• [Problem to solve]:
Write each line word for word, from the line that contains "Reviewer note: confirm that each instance of the wheat grain" through the last line of the material below.
= = = = = = =
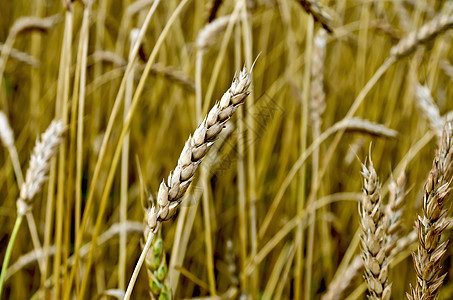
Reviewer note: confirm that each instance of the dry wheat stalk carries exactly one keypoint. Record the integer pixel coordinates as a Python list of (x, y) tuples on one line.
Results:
[(447, 68), (319, 13), (214, 8), (427, 260), (394, 211), (339, 287), (40, 159), (6, 133), (170, 192), (427, 32), (317, 103), (373, 236), (22, 56), (210, 31), (366, 126), (33, 23), (429, 109)]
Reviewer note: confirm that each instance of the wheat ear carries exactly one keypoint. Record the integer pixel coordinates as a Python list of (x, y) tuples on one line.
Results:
[(170, 193), (196, 147), (429, 109), (36, 176), (427, 260), (427, 32), (373, 236), (40, 159)]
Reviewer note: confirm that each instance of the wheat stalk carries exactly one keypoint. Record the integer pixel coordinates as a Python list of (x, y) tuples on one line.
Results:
[(426, 33), (427, 260), (319, 13), (373, 236), (394, 211), (429, 109)]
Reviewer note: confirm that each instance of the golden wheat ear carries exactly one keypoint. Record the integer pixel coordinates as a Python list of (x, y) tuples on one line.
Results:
[(374, 237), (430, 225)]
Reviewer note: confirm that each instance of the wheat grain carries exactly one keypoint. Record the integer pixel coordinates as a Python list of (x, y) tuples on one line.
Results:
[(373, 236), (427, 260)]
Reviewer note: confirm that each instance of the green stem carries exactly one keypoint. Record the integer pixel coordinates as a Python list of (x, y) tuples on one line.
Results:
[(9, 250)]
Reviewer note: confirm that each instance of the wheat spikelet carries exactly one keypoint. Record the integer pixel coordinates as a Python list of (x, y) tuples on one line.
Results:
[(427, 260), (40, 159), (373, 236), (170, 192), (429, 109), (315, 8), (427, 32), (366, 126)]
= = = = = = =
• [Written answer]:
Reviewer note: confirm that each instance of the wheat grain carries exactly one keypoint. Record the integer pixel coordinates as a Python list of (x, y) tuples on one line.
Results:
[(373, 236), (427, 260)]
Reviewer note: confirm that each instance of the green stem carries exactly one keypoint. Record the integer pixel coordinates as a Python list of (x, y) tuples on one line.
Results:
[(9, 250)]
Reviewer note: confirm that each instance of the wheat spikelet carries exactly one keypoint. Record the integer pixel coordinates as a Python list of (x, y) tuples on one line.
Results:
[(427, 260), (40, 159), (373, 236), (170, 192), (429, 109), (315, 8), (427, 32), (366, 126)]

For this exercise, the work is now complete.